**EXERCISE PROMPT**
Pull out every line in the items below that contains the word "sofa", and copy each of those lines in full.
▼
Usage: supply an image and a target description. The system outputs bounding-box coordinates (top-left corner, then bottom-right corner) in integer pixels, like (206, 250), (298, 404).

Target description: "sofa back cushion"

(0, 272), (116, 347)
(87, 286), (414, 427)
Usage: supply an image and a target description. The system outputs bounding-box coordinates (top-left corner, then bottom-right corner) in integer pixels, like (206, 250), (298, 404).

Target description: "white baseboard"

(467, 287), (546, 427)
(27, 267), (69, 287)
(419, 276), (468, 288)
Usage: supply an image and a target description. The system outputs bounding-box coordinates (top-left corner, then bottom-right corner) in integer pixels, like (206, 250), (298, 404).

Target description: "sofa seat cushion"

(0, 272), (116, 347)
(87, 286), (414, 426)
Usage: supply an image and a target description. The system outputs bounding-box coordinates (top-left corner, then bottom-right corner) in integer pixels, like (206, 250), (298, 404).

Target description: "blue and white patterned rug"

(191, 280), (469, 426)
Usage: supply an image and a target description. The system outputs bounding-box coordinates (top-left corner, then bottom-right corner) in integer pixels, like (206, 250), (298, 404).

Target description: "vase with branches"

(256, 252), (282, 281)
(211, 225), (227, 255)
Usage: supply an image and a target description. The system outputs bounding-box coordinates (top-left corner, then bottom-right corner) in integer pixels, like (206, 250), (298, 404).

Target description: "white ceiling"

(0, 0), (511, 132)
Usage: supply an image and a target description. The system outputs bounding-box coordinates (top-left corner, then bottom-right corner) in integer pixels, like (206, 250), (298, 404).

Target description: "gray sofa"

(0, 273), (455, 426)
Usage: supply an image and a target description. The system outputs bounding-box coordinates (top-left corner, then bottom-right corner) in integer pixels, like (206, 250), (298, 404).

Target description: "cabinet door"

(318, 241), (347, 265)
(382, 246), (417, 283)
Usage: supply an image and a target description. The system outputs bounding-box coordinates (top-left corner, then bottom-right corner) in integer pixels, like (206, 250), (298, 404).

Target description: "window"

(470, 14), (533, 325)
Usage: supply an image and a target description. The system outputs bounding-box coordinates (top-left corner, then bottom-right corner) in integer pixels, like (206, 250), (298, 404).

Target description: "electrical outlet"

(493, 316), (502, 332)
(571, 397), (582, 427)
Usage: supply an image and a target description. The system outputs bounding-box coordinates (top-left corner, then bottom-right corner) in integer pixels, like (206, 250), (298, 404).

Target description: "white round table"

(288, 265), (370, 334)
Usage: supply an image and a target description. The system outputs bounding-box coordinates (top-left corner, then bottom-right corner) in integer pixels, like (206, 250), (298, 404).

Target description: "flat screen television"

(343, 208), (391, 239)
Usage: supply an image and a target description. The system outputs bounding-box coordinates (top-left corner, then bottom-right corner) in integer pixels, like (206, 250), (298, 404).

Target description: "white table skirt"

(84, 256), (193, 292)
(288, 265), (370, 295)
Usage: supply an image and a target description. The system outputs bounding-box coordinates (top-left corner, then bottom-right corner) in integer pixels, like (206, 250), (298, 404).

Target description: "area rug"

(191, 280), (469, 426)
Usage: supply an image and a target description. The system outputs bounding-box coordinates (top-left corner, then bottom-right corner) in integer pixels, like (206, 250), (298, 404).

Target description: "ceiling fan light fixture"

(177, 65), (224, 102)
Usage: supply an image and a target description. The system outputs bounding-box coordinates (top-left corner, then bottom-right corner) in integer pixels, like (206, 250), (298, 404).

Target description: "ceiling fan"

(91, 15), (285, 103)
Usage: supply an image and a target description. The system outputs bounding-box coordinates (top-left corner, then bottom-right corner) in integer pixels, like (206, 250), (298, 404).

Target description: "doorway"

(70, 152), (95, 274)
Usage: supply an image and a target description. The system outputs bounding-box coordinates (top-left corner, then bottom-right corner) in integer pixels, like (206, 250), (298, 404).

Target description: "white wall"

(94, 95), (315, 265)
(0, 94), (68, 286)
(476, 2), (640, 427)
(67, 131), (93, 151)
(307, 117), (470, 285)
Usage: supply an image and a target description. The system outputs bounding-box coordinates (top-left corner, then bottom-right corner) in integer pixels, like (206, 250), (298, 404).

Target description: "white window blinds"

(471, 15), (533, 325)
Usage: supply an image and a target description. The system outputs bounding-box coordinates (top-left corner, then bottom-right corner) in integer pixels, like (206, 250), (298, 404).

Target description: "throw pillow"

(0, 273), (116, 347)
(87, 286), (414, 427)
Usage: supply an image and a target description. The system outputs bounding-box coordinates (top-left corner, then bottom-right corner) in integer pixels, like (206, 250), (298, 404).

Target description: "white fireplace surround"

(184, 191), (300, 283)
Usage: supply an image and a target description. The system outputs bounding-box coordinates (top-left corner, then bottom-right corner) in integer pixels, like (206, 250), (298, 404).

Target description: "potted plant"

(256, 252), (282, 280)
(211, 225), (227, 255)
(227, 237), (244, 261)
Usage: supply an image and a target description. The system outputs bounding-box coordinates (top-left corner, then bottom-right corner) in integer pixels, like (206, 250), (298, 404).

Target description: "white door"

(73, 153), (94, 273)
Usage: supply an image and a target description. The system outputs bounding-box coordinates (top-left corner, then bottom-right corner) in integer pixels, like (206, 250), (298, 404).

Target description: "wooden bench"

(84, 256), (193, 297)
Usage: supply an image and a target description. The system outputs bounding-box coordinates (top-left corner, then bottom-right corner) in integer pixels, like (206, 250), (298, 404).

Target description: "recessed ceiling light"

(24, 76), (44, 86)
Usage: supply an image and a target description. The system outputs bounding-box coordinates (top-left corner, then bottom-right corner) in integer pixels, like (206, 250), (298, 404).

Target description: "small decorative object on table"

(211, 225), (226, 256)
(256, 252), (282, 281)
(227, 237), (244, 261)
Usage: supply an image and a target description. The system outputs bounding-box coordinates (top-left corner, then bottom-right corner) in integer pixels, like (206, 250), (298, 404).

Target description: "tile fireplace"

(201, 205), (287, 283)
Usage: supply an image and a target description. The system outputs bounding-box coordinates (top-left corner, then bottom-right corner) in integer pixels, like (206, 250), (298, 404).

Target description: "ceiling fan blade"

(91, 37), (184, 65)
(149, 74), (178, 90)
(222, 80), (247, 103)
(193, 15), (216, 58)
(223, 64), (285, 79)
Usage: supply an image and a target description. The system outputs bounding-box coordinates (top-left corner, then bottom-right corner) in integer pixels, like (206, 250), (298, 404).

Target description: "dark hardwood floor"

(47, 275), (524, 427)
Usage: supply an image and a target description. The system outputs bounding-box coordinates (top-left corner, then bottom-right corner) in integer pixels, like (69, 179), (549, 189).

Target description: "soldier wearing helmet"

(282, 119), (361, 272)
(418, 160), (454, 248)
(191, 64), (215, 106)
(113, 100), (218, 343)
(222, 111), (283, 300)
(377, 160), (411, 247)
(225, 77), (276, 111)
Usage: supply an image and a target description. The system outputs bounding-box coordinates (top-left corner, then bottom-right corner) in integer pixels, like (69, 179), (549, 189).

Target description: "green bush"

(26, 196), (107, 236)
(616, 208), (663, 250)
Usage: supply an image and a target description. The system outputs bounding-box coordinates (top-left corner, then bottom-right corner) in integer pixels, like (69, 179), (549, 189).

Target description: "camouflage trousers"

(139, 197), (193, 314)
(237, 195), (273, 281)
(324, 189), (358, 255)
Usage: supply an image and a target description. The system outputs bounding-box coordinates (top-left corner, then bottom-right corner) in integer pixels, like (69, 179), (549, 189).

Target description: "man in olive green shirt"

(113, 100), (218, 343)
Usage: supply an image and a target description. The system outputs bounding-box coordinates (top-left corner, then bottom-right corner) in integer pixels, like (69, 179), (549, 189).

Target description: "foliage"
▲
**RESPONSE TO THE EXERCISE**
Target description: "sofa back cushion"
Target description: "sofa seat cushion"
Target description: "gray sofa"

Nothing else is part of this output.